How many of the following rows contain the string "below"? Case matters, so give the number alone.

***** Data for this task *****

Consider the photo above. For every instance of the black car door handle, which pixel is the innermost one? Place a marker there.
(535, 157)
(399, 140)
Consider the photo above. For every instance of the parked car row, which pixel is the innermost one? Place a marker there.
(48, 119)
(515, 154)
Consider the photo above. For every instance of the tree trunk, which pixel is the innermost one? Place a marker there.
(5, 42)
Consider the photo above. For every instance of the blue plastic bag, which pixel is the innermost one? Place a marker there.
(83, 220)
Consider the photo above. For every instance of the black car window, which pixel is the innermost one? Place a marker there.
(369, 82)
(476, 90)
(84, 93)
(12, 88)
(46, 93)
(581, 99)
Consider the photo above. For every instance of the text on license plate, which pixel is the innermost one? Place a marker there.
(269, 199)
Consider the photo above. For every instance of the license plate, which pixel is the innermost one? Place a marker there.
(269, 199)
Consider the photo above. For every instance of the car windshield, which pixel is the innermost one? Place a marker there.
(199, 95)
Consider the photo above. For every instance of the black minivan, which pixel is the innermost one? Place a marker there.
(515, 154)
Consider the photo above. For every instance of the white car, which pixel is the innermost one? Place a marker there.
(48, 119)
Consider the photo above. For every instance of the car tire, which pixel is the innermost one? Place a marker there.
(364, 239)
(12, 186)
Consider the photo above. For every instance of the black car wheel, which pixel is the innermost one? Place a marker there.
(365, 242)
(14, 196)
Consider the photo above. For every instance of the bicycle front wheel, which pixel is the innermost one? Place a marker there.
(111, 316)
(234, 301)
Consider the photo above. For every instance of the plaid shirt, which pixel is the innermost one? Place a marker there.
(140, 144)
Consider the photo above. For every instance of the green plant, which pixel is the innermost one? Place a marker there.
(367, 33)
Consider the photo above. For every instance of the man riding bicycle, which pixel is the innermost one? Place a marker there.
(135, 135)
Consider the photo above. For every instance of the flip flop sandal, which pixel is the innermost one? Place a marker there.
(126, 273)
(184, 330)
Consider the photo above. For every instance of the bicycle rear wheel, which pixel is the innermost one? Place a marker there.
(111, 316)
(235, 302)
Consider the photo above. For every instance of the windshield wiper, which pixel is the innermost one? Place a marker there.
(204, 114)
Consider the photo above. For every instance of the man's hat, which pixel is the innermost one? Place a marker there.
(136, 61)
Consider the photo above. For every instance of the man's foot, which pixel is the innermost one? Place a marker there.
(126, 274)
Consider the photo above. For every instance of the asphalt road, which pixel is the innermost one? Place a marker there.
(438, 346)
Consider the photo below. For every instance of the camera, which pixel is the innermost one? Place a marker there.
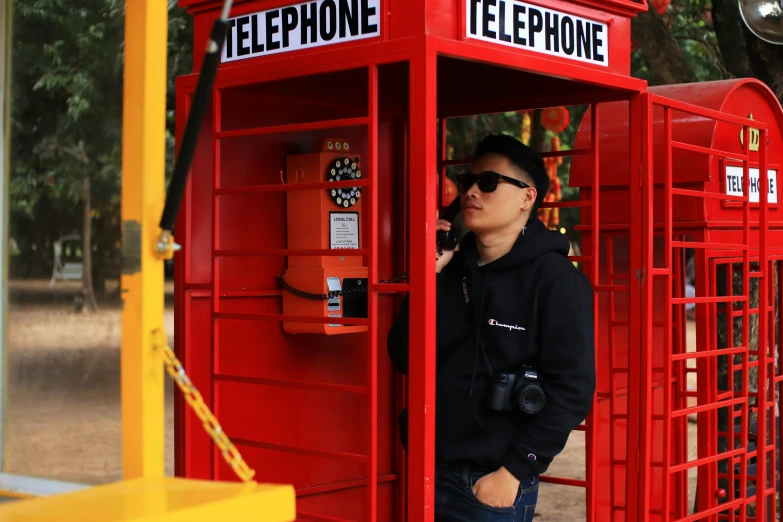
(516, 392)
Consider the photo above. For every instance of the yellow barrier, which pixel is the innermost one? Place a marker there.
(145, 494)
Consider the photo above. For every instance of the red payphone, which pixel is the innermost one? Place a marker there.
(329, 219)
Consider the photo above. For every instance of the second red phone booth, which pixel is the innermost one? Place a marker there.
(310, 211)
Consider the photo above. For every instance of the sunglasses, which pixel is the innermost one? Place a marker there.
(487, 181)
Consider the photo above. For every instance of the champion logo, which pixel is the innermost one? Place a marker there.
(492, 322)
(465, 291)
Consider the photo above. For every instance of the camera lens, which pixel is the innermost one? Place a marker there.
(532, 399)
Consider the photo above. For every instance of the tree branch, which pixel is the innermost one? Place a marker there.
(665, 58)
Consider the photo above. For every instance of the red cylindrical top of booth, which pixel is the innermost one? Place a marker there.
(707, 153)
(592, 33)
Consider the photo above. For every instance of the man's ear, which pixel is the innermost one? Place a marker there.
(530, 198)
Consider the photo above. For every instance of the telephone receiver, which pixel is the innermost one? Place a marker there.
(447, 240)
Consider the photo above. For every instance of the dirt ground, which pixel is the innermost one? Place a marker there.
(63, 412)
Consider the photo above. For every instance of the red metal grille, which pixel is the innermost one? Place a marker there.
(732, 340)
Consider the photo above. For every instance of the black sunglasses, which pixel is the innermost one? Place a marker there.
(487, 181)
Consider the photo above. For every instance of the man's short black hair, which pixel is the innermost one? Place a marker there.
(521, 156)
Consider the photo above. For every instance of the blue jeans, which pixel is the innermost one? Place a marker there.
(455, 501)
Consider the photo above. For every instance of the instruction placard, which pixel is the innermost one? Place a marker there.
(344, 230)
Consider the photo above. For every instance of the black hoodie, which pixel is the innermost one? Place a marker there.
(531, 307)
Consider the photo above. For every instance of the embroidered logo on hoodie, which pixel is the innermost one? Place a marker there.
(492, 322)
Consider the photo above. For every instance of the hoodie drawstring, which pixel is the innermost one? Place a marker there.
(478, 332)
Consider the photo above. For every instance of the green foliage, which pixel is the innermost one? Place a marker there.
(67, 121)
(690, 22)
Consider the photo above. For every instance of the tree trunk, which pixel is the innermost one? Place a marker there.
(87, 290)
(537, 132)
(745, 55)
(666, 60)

*****
***** Data for this task *****

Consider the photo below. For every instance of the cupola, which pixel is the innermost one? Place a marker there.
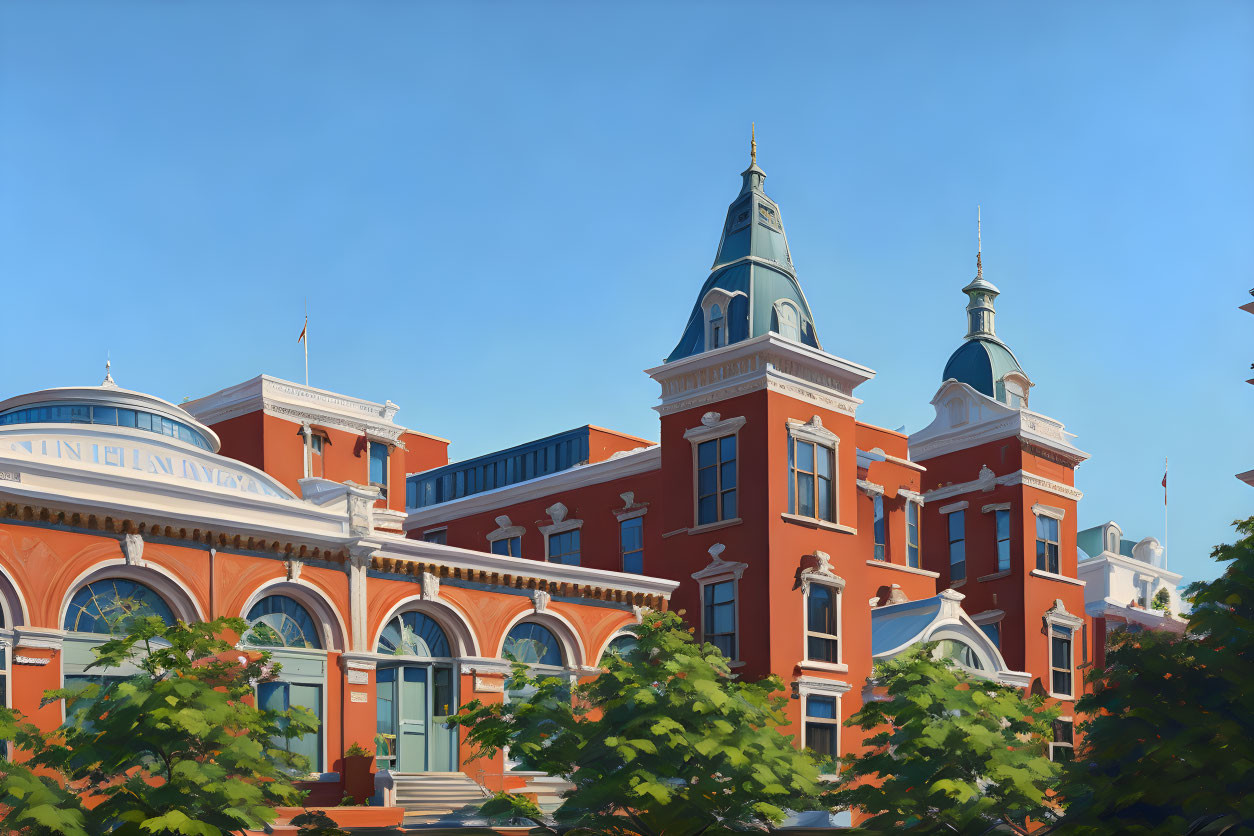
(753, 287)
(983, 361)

*****

— Response to the exercise —
2